# start of SOURCE TEXT
Idioms are one of those things that make English both wonderful and completely confusing. "It's raining cats and dogs" makes perfect sense to us. But to a kid hearing it for the first time? That's genuinely alarming.

And honestly, that confusion is the exact reason idioms are so fun to teach. There's something magical about the moment a student realizes that words can mean something totally different from what they literally say. It's a lightbulb moment for figurative language, and it opens the door to deeper reading comprehension across every subject.

Here's how to make idiom instruction stick for your 3rd, 4th, and 5th graders.

What Are Idioms? A Simple Explanation for Kids

Start simple. An idiom is a phrase where the words together mean something completely different from what each word means on its own.

That's it. No need to overcomplicate the definition on day one.

The best way to introduce this? Use an idiom your students already know. Say "it's a piece of cake" and ask what it means. They'll probably say "it's easy." Then ask: "But is there actually cake?" That gets a laugh, and now they understand the concept.

Literal meaning = what the words actually say. "Piece of cake" = a slice of dessert.

Figurative meaning = what the phrase really means. "Piece of cake" = something is easy.

This literal vs. figurative distinction is the foundation of everything. It's what the Common Core standards (L.3.5a) are asking kids to understand in 3rd grade, and it builds through 4th and 5th grade as they encounter more complex figurative language.

Give your kiddos a few examples where you show both meanings side by side. Let them see how silly the literal meaning would be. That contrast is what makes the concept click.

20 Kid-Friendly Idioms to Start With

Not all idioms are created equal. Some are intuitive for kids, others are confusing even for adults. Here are 20 organized from easiest to hardest.

Group 1: The Easiest (start here)

  • "Break a leg" = Good luck. "Break a leg on your spelling test tomorrow!"
  • "Piece of cake" = Something easy. "That math quiz was a piece of cake."
  • "Hit the books" = Study hard. "I need to hit the books before Friday's test."
  • "Under the weather" = Feeling sick. "Maya is under the weather today, so she stayed home."
  • "Cost an arm and a leg" = Very expensive. "Those new sneakers cost an arm and a leg."

Group 2: Action Idioms

  • "Let the cat out of the bag" = Reveal a secret. "Oops, I let the cat out of the bag about the surprise party."
  • "Spill the beans" = Tell a secret. "Come on, spill the beans! What happened?"
  • "Hit the nail on the head" = Get something exactly right. "You hit the nail on the head with that answer."
  • "Bite off more than you can chew" = Take on too much. "I signed up for three clubs and totally bit off more than I could chew."
  • "Pull someone's leg" = Joke with someone. "I'm just pulling your leg. I didn't really eat your lunch."

Group 3: Emotion Idioms

  • "On cloud nine" = Extremely happy. "She was on cloud nine after making the soccer team."
  • "Feeling blue" = Feeling sad. "He's been feeling blue since his best friend moved away."
  • "Butterflies in my stomach" = Nervous. "I had butterflies in my stomach before the play."
# end of SOURCE TEXT
- _TO-DO LIST_
a) Rewrite the idioms article from "Give your kiddos" up to and including "Easiest (start here)", changing "kiddos" to "students".
b) Put this sentence from the idioms article into Spanish: "An idiom is a phrase where the words together mean something completely different from what each word means on its own."
c) According to the idioms article, which Common Core standard asks 3rd graders to understand the difference between literal and figurative meaning?
The records that follow have no connection to the idioms article.
# start of EXTRACTED MATERIAL
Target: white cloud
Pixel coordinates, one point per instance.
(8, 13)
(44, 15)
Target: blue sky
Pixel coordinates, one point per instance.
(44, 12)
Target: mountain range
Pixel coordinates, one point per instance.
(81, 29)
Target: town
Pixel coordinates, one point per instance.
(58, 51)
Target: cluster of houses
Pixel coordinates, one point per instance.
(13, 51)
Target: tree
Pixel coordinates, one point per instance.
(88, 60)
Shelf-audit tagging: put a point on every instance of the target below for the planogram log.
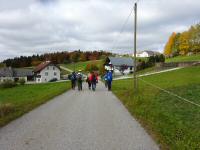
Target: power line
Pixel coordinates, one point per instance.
(123, 27)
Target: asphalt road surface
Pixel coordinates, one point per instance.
(83, 120)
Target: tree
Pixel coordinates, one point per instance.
(123, 68)
(169, 45)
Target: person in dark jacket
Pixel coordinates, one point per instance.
(89, 80)
(109, 80)
(73, 80)
(80, 80)
(94, 81)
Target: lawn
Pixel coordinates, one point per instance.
(173, 123)
(21, 99)
(82, 65)
(184, 58)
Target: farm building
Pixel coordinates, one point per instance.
(146, 54)
(119, 65)
(46, 71)
(8, 73)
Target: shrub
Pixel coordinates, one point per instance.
(5, 109)
(8, 84)
(22, 81)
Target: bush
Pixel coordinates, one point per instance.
(22, 81)
(5, 109)
(8, 84)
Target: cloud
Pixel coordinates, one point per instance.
(39, 26)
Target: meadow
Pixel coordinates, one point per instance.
(16, 101)
(172, 122)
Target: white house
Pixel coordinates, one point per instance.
(119, 65)
(46, 71)
(145, 54)
(14, 74)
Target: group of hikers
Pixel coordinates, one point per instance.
(92, 80)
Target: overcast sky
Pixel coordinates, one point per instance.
(37, 26)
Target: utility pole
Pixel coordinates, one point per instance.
(135, 47)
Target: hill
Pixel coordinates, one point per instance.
(172, 121)
(82, 65)
(184, 58)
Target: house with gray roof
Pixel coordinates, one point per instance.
(119, 65)
(14, 74)
(146, 53)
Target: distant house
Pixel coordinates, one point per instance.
(119, 65)
(146, 54)
(46, 72)
(8, 73)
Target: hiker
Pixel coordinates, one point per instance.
(94, 81)
(105, 80)
(109, 79)
(72, 77)
(79, 80)
(89, 80)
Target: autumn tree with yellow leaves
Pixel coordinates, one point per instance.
(169, 45)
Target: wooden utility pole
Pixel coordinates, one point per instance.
(135, 47)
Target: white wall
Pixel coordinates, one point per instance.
(144, 54)
(48, 73)
(2, 79)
# end of EXTRACTED MATERIAL
- _EXPECTED ANSWERS_
a)
Give your students a few examples where you show both meanings side by side. Let them see how silly the literal meaning would be. That contrast is what makes the concept click.

20 Kid-Friendly Idioms to Start With

Not all idioms are created equal. Some are intuitive for kids, others are confusing even for adults. Here are 20 organized from easiest to hardest.

Group 1: The Easiest (start here)

b) Un modismo es una frase en la que las palabras juntas significan algo completamente diferente de lo que cada palabra significa por sí sola.

c) L.3.5a